◆ TASK INSTRUCTIONS: Every entry here needs to be repeated exactly.

◆ DATA TO USE:
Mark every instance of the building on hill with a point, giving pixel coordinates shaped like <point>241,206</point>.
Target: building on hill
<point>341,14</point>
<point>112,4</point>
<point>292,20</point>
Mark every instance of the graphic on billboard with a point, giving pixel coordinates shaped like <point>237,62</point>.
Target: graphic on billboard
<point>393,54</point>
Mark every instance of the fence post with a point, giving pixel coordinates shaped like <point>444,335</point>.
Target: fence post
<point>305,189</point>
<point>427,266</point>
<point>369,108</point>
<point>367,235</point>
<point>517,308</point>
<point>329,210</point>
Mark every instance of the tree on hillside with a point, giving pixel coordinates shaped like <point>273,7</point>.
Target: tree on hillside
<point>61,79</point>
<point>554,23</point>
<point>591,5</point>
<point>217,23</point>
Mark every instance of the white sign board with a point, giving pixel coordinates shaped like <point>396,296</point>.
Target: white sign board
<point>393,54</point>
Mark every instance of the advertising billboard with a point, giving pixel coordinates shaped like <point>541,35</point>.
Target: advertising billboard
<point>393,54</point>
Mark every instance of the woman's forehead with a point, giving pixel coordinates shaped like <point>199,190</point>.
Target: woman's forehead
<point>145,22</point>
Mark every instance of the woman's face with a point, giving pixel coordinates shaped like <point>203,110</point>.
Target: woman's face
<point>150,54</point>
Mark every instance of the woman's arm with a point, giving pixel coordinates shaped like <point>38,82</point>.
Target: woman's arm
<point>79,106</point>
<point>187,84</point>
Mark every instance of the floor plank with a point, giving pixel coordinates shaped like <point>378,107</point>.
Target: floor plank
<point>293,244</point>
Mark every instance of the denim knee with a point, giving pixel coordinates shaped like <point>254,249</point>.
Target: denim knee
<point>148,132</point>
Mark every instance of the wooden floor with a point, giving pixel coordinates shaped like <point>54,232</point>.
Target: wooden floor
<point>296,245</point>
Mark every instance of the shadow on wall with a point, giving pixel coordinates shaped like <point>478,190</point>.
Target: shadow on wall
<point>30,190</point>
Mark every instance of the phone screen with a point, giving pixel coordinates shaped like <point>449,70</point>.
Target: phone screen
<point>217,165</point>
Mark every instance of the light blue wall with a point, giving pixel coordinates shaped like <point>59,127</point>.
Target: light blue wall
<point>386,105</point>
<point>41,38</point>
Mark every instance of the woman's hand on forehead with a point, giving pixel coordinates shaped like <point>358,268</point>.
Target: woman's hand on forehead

◆ COMPLETED TASK:
Mark every instance of the building on hill with a point, giving pixel coordinates shaped like <point>241,206</point>.
Target: building on hill
<point>341,14</point>
<point>112,4</point>
<point>292,20</point>
Mark every instance of the graphic on billboard with a point, giving pixel coordinates shaped like <point>237,62</point>.
Target: graphic on billboard
<point>393,54</point>
Mark every instance of the fence post with a point, giving pixel coordinates shaped like <point>444,335</point>.
Target: fence post
<point>305,189</point>
<point>427,266</point>
<point>369,108</point>
<point>367,235</point>
<point>517,308</point>
<point>329,210</point>
Mark every instance of the tree on hillside with a point, giving pixel coordinates shaped like <point>273,7</point>.
Target: tree on hillside
<point>61,79</point>
<point>554,23</point>
<point>591,5</point>
<point>217,23</point>
Mark every instance of the white sign board with a point, giving pixel coordinates shaped like <point>396,296</point>.
Target: white sign board
<point>393,54</point>
Mark every instance of the advertising billboard with a point, giving pixel coordinates shaped like <point>541,35</point>.
Target: advertising billboard
<point>393,54</point>
Mark every instance of the woman's forehead with a point, giving pixel coordinates shaped like <point>199,190</point>.
Target: woman's forehead
<point>145,22</point>
Mark every instance of the woman's face with a point, giving pixel coordinates shaped like <point>203,110</point>.
Target: woman's face
<point>150,54</point>
Mark every instance of the woman's arm with a point, giving pixel coordinates shaped like <point>38,82</point>.
Target: woman's arm
<point>79,106</point>
<point>187,84</point>
Mark every instance of the floor plank with a point, giving pixel coordinates shaped like <point>378,107</point>.
Target: floor plank
<point>293,244</point>
Mark every instance of the denim knee with a point, giving pixel coordinates shaped like <point>254,249</point>.
Target: denim knee
<point>148,132</point>
Mark every instance of the wooden floor with a point, giving pixel coordinates shaped like <point>54,232</point>.
Target: wooden floor
<point>296,245</point>
Mark every instance of the shadow on wall with a point, giving pixel coordinates shaped like <point>478,190</point>.
Target: shadow on wall
<point>30,190</point>
Mark every instance of the phone screen with a point, giving pixel coordinates shaped like <point>449,70</point>.
Target: phone screen
<point>217,165</point>
Mark every instance of the light blue wall with a point, giving pixel coordinates shaped like <point>59,127</point>.
Target: light blue wall
<point>386,105</point>
<point>41,38</point>
Mark every instance of the woman's hand on forehead with a point, giving pixel coordinates shaped like <point>358,268</point>.
Target: woman's hand on forehead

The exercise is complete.